Reproduce the stretch of the listing below from the line containing "Locate the inflatable" through the line containing "Query: painted road marking", both included, and nothing else.

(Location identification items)
• • • • •

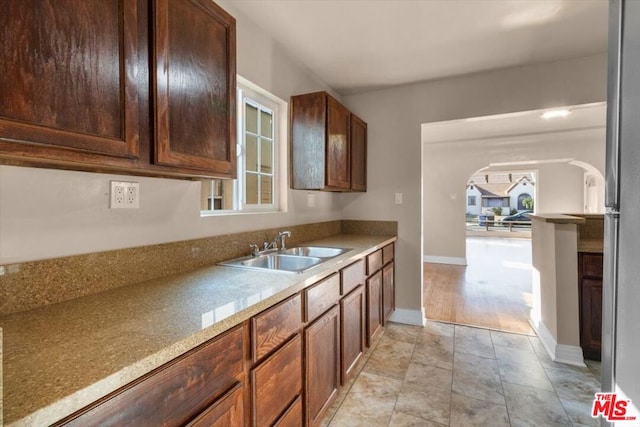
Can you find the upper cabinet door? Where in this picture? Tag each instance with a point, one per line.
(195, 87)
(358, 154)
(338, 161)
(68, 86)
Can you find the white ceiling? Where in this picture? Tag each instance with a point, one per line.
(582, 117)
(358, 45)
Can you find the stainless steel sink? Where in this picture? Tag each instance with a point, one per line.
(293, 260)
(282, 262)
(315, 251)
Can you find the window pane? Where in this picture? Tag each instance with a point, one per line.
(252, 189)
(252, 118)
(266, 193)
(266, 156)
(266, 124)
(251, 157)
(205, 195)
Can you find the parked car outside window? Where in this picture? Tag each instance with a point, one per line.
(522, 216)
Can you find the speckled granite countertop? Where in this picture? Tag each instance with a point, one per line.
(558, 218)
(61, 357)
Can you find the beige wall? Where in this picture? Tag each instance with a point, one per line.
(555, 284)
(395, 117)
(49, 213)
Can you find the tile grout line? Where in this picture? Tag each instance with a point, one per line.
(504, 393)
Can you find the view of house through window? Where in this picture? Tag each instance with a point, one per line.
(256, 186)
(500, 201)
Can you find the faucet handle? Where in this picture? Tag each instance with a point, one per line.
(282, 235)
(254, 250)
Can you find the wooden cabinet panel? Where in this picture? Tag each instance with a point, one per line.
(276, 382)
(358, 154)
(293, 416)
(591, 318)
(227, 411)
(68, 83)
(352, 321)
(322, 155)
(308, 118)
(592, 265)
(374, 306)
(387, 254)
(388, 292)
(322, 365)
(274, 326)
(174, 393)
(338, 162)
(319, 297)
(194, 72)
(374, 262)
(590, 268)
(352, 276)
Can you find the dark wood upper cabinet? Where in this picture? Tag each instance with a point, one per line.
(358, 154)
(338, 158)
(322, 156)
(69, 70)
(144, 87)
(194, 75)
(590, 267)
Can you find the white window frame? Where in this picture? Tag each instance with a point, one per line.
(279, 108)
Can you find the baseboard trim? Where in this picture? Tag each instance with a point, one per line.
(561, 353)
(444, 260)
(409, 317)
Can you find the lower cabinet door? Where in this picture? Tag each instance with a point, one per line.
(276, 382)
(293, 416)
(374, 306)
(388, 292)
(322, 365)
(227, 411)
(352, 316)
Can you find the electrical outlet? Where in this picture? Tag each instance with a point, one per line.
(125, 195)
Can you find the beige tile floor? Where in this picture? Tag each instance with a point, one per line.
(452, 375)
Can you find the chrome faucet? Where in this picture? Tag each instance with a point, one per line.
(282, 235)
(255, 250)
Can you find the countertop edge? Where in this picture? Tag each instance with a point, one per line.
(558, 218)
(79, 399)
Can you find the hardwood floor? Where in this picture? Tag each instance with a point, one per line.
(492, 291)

• • • • •

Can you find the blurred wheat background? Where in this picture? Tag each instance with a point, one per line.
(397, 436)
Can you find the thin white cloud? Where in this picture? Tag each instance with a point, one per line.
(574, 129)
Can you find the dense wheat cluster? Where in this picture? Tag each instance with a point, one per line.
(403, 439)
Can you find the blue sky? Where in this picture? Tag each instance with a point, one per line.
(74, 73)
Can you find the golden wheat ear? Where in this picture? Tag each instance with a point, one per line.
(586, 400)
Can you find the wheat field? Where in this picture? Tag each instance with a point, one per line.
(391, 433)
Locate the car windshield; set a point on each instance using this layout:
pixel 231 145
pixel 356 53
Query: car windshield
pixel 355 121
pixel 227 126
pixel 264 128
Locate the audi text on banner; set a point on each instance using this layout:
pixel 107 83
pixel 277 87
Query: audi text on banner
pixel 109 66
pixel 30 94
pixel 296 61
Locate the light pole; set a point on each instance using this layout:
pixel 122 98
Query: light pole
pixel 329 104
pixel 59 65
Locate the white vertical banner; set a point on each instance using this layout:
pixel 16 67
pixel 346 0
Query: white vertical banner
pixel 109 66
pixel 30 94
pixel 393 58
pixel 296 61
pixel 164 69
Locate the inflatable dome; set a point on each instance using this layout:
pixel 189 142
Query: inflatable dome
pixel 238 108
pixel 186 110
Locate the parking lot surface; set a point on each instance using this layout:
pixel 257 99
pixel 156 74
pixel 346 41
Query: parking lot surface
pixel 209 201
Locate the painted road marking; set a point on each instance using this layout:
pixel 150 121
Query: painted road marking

• • • • •

ANSWER TO THIS TASK:
Locate the inflatable dome; set a point on each instance using this layout:
pixel 189 142
Query: inflatable dome
pixel 238 108
pixel 186 110
Locate the parking lot surface; set a point on each instance using this layout:
pixel 257 99
pixel 156 74
pixel 346 41
Query: parking lot surface
pixel 209 201
Locate the painted road marking; set a point on each instance using this layout:
pixel 150 121
Query: painted road marking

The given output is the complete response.